### REQUIREMENT
Copy down every one of the records below word for word, leaving out the pictures.

##### RECORDS FOR PROCESSING #####

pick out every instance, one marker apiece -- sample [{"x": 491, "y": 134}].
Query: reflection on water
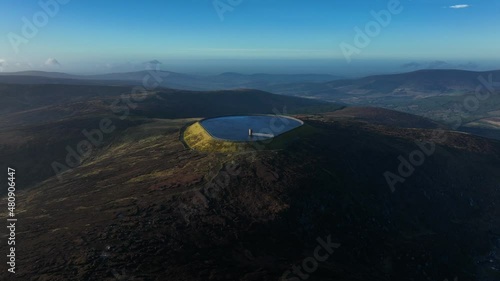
[{"x": 248, "y": 128}]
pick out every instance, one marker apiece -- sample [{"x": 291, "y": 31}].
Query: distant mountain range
[
  {"x": 168, "y": 79},
  {"x": 431, "y": 93}
]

#####

### RESULT OF THIS TASK
pick out every instance, one marker apiece -- sample [{"x": 491, "y": 134}].
Query: reflection on water
[{"x": 248, "y": 128}]
pick out every instance, one marker apiece -- sample [{"x": 291, "y": 31}].
Query: distant mountain range
[
  {"x": 168, "y": 79},
  {"x": 431, "y": 93}
]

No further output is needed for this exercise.